## [EXTRACTED TEXT]
Eli and Charlie Sisters are a pair or notorious assassins during the age of the California Gold Rush. Their primary employer is a horrible, incredibly wealthy criminal simply known as The Commodore. The Commodore hires Charlie (and Eli, by default) to ride down to California from Oregon City, find a prospector named Hermann Warm, take his “formula,” and kill him. And this is the story of their journey to find and kill that man.

Nothing on their journey goes as expected. Eli gets sick. Charlie gets drunk. They get in fights. They kill everyone that gets in their way. And Eli starts to think about his life and what’s next for him. He thinks that maybe this will be the last job for him, and that he might like to open up a mercantile in a quiet town somewhere, with a good woman at his side. Eli starts to worry about being too fat, too angry, too controlled by his brother. And Charlie constantly tells him that he’s never going to be a leader, and that the Commodore only keeps him on the payroll as a courtesy to Charlie. That maybe Charlie will go out and find himself another partner that’s easier to work with. One that doesn’t give him a hard time about his drinking or his attitude.

## [TASK SET]
• 1. In the summary of the Sisters brothers' journey, whom does the Commodore hire them to find and kill?
• 2. Continue the summary of the Sisters brothers' journey from the point where it ends.

## [STORED RECORDS]
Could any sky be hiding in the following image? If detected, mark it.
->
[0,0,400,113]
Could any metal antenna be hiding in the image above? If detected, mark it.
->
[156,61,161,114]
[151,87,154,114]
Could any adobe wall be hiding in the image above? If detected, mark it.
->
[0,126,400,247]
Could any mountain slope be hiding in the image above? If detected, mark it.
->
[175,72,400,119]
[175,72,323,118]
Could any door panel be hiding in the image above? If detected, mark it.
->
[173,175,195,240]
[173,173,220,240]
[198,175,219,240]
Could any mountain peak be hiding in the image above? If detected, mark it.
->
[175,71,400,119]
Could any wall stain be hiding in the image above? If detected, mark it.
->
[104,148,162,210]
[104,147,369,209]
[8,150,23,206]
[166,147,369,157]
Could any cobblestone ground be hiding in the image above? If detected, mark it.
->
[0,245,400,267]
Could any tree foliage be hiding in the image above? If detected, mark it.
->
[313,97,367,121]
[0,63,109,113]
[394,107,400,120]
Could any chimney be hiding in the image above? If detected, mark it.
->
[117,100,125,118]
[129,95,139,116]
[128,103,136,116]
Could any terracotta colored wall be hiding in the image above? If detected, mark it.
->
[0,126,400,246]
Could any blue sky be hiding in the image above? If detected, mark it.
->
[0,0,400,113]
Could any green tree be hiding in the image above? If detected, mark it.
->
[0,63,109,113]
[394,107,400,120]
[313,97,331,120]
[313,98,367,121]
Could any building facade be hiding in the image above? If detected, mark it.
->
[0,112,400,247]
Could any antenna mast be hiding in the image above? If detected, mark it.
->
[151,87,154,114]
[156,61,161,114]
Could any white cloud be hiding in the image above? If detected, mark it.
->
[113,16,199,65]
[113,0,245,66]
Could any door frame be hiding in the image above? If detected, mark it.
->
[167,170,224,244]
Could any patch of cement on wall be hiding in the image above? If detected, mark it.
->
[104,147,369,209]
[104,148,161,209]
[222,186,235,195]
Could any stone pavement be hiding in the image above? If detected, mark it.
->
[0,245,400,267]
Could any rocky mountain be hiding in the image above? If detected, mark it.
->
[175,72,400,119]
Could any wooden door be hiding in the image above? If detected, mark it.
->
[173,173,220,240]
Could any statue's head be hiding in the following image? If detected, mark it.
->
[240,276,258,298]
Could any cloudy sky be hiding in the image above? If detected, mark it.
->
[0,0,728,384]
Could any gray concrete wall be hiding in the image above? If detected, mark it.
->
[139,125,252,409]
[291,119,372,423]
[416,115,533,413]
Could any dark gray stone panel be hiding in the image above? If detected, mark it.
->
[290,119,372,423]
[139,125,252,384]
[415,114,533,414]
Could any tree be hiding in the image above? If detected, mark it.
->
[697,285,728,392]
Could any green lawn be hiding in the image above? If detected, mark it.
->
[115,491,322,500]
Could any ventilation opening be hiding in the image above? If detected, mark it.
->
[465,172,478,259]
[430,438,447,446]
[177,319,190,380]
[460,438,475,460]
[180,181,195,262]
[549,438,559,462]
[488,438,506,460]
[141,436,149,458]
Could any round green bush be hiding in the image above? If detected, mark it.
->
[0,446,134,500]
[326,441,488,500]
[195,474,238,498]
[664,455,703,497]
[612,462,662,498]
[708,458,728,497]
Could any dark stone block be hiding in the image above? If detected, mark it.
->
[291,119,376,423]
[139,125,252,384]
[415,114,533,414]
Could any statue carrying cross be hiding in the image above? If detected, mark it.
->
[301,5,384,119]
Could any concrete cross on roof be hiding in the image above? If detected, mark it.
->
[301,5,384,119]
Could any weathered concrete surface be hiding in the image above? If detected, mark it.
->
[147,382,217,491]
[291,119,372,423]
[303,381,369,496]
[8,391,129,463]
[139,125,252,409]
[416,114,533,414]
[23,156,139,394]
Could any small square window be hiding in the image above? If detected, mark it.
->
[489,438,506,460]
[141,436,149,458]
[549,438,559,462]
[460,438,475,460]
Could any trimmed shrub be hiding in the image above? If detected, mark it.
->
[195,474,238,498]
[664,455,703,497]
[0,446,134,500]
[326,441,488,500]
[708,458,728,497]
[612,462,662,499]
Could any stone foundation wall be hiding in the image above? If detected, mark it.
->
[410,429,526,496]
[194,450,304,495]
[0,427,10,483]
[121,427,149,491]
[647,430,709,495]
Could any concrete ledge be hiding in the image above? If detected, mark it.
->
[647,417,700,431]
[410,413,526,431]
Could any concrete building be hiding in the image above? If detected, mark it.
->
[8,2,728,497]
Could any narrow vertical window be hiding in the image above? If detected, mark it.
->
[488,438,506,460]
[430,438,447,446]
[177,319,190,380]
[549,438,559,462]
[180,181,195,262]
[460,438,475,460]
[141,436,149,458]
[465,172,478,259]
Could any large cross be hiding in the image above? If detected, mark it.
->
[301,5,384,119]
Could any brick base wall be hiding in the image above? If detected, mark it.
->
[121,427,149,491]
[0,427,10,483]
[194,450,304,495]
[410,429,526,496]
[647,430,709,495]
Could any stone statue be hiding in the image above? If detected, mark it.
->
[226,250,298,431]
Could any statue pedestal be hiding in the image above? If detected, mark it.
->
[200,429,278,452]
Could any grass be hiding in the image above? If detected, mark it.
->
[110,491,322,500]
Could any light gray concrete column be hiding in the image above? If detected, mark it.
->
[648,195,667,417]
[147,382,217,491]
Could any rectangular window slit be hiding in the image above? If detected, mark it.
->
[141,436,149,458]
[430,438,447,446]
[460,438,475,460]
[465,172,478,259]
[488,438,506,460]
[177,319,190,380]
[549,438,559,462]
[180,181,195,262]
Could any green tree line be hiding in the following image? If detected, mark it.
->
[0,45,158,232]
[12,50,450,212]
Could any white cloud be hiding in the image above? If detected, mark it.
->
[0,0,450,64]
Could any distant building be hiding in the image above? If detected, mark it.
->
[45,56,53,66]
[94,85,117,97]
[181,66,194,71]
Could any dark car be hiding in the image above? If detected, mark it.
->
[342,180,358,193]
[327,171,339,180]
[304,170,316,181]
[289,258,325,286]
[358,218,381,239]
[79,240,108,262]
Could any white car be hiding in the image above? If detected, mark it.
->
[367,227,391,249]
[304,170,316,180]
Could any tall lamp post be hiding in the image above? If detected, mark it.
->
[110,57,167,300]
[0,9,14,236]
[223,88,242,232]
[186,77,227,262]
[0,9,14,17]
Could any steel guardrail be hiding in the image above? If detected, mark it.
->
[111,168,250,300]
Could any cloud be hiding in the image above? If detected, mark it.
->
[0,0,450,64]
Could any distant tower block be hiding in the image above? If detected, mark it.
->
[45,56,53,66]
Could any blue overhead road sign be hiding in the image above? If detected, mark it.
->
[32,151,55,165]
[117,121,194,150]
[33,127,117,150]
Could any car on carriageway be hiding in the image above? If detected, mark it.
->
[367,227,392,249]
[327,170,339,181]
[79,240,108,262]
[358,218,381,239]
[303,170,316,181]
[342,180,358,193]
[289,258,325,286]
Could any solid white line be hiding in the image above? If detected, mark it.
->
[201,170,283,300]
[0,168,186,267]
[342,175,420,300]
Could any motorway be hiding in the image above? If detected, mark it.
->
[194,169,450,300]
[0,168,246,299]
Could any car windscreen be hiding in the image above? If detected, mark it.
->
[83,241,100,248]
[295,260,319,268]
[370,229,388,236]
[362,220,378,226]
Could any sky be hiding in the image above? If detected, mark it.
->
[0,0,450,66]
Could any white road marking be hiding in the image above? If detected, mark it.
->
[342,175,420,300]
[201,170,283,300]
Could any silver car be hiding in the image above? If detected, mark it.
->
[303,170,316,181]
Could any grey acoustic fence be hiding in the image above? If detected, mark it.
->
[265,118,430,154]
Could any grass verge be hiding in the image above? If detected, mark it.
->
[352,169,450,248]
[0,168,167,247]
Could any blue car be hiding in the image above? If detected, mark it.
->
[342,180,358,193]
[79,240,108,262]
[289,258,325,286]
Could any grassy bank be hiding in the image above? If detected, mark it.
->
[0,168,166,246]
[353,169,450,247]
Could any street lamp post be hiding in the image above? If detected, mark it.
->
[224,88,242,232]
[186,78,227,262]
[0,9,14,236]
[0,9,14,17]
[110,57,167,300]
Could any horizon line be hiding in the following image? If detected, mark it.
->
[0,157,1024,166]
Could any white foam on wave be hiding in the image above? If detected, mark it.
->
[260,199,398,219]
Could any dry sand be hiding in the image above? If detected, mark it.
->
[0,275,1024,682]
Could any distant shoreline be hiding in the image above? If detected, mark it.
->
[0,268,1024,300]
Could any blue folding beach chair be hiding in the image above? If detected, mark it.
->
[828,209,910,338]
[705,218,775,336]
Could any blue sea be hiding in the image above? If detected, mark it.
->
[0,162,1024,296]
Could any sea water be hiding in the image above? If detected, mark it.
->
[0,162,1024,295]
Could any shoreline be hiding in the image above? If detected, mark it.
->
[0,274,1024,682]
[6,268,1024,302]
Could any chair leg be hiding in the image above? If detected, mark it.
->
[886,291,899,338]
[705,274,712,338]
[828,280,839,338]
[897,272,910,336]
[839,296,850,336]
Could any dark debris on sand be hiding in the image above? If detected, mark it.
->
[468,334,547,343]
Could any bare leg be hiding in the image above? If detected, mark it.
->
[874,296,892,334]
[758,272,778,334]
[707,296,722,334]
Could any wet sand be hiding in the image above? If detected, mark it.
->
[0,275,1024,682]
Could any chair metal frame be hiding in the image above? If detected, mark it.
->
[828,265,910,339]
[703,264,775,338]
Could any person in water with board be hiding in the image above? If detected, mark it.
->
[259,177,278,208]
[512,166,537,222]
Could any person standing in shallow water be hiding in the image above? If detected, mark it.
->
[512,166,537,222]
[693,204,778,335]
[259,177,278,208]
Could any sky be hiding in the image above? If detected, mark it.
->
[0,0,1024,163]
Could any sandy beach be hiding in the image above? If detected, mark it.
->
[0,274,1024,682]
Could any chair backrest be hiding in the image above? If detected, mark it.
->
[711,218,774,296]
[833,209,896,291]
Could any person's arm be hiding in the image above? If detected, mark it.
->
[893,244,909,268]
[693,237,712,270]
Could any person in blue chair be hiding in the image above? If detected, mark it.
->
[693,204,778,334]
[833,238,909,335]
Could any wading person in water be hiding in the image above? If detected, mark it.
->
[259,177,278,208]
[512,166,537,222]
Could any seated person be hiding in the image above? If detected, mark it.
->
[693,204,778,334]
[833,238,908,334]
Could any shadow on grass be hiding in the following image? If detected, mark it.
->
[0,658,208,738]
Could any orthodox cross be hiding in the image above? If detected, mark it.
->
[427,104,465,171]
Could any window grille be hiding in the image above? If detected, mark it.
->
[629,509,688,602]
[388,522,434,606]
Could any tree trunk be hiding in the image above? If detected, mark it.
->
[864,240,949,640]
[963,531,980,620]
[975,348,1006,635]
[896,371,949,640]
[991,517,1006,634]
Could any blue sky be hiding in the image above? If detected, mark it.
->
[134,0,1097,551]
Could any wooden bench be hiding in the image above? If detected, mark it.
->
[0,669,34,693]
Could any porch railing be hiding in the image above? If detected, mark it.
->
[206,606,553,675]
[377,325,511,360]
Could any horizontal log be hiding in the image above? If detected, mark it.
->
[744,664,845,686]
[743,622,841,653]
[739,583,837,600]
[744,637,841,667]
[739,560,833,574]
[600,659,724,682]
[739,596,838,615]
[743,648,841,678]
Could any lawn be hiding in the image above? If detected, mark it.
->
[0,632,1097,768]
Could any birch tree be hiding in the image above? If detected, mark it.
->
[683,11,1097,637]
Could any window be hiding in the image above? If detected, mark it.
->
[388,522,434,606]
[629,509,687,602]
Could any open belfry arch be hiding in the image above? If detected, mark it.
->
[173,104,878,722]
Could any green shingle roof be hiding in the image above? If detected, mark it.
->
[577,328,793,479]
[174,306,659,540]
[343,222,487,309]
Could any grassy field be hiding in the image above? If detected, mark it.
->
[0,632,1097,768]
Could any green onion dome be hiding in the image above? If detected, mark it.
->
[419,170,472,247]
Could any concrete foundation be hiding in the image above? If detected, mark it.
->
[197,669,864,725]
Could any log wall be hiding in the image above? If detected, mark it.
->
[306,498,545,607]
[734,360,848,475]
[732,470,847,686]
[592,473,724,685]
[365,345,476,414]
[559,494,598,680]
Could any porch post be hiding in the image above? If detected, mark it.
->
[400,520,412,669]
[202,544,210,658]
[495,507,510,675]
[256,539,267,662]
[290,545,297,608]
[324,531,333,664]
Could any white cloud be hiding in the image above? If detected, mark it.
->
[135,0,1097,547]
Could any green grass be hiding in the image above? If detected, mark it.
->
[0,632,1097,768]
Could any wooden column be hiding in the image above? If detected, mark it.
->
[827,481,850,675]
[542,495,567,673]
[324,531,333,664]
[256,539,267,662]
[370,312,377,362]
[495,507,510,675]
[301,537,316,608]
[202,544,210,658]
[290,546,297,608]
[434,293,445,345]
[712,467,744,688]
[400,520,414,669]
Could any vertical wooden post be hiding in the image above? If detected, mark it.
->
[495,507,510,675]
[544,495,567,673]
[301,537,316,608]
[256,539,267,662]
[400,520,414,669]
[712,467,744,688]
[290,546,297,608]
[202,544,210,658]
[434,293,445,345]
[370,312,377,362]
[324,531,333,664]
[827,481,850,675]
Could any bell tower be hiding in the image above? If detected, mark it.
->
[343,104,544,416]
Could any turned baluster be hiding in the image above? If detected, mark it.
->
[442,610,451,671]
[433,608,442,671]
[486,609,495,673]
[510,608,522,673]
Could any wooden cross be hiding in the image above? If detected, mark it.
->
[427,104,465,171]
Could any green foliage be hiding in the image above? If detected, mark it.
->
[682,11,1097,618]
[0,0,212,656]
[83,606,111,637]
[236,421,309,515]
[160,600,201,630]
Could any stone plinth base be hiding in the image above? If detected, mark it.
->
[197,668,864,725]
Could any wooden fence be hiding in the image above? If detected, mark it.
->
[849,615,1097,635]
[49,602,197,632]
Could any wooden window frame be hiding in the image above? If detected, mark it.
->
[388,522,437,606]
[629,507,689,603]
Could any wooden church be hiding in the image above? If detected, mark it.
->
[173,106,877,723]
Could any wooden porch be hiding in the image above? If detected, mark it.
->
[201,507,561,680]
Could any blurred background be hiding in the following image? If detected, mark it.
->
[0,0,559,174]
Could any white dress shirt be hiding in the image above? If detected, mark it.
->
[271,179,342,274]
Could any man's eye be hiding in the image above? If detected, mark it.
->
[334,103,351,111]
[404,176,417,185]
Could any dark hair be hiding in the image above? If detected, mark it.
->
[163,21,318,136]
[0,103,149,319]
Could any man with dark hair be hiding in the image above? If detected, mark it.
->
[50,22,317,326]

## [REPLIES]
• 1. A prospector named Hermann Warm.

• 2.
Eventually, once the brothers reach San Francisco, where Hermann Warm is supposed to be, the story changes from a classic men-for-hire doing what they were hired to do, to a story about taking a chance to change your life for the better and getting revenge on the people who did you wrong.

I liked the story. I liked Eli as a character, even though he really wasn’t a very good man. I liked that he always wanted to brush his teeth or lose a few pounds — it made him very human. But I was also bored by the story. I couldn’t read more than a chapter at a time. It just wasn’t all that compelling.

But as a movie? Shot like a Coen Brothers western? I’d be all over that.

***OK. So I just looked on IMDB and it seems that John C Reilly is going to play Charlie and Joaquin Phoenix is supposed to be Eli. WTF? I’m not down with that.